Natural-language object grounding data:

-=-=-=-=-

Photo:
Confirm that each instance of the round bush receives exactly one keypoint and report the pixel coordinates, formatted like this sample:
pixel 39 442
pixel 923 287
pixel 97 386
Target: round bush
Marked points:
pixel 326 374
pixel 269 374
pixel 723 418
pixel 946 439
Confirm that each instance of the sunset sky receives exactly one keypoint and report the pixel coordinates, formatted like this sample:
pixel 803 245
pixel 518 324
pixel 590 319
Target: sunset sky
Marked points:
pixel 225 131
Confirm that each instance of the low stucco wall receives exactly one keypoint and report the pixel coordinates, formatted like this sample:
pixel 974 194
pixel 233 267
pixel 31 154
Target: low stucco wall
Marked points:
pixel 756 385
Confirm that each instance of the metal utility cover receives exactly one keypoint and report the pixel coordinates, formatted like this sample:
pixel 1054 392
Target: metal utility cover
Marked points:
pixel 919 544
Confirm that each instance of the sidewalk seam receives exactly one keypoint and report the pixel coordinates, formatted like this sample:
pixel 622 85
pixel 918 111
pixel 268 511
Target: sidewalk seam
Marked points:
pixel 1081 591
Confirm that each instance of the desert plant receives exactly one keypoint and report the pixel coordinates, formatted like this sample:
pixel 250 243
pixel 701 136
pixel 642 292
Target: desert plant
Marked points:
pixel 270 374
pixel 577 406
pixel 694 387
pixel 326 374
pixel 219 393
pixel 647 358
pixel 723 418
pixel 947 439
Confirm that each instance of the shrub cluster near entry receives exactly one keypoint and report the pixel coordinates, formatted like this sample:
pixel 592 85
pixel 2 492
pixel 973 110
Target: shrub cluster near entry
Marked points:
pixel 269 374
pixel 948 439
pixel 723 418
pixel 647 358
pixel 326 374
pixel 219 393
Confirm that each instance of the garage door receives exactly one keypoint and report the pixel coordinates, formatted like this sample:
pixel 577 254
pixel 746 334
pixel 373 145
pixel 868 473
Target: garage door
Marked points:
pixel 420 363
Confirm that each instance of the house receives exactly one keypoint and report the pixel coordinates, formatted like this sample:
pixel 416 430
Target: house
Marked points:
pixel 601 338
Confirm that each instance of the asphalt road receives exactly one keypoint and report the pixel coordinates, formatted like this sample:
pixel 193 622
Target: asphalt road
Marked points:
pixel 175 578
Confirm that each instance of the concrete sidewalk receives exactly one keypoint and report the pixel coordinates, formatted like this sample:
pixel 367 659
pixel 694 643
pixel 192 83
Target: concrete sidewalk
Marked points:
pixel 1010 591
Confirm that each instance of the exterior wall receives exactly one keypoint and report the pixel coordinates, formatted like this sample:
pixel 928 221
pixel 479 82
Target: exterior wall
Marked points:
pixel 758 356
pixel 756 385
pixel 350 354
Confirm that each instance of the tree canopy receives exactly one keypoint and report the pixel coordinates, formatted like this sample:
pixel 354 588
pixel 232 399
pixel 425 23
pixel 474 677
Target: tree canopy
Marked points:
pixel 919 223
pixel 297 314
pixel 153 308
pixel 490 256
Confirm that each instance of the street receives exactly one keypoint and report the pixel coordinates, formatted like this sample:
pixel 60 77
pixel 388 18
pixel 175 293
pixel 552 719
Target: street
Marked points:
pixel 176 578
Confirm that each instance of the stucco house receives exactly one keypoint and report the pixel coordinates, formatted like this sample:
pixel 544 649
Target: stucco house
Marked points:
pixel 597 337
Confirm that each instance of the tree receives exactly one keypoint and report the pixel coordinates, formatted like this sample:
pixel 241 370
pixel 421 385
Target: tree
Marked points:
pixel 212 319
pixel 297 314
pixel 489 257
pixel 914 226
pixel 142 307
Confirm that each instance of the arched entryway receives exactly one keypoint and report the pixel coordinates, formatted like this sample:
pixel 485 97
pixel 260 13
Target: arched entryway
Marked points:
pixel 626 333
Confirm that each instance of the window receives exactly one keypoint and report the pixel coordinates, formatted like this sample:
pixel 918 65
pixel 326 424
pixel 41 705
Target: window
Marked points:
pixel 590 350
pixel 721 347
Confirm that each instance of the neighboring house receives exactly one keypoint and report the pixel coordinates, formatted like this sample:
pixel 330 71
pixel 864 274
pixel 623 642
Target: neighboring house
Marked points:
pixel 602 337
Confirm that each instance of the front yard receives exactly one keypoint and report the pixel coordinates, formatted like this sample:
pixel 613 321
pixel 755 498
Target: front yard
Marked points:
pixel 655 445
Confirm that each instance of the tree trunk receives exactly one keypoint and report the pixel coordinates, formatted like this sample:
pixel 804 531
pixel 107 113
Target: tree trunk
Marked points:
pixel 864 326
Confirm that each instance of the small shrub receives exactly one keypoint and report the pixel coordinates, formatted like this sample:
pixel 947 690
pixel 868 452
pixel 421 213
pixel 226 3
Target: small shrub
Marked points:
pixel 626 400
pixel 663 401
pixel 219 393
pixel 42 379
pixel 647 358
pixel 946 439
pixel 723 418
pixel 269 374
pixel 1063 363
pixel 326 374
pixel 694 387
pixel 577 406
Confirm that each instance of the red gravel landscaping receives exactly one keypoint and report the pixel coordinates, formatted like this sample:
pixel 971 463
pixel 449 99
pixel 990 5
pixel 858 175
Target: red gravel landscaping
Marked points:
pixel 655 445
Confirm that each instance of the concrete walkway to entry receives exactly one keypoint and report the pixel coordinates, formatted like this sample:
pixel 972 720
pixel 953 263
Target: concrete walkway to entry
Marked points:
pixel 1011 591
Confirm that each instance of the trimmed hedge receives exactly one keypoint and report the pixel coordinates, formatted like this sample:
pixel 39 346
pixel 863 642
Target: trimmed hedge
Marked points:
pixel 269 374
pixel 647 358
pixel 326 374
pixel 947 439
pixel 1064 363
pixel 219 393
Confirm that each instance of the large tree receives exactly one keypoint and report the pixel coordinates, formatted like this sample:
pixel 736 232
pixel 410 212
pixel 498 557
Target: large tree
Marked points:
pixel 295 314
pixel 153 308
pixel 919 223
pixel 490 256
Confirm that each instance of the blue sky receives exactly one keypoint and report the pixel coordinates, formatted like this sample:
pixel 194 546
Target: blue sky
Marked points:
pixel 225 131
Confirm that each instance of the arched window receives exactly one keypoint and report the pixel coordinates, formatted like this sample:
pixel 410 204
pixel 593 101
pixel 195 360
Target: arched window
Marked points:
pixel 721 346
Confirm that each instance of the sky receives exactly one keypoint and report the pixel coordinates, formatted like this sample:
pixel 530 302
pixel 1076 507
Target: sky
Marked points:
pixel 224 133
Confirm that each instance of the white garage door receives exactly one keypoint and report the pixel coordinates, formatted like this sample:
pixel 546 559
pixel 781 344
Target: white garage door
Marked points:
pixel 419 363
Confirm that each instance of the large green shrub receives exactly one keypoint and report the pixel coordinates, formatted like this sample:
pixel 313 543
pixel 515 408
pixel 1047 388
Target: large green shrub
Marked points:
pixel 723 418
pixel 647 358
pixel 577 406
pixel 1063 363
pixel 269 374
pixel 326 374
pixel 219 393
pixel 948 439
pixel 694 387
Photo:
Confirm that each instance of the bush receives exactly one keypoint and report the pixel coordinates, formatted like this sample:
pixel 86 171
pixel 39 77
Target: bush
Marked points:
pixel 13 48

-=-=-=-=-

Note each line of the entries that has "canopy" in it, and copy those lines.

Confirm that each instance of the tree canopy receives exactly one keypoint and report the pixel coordinates, formatted like this sample:
Target: tree canopy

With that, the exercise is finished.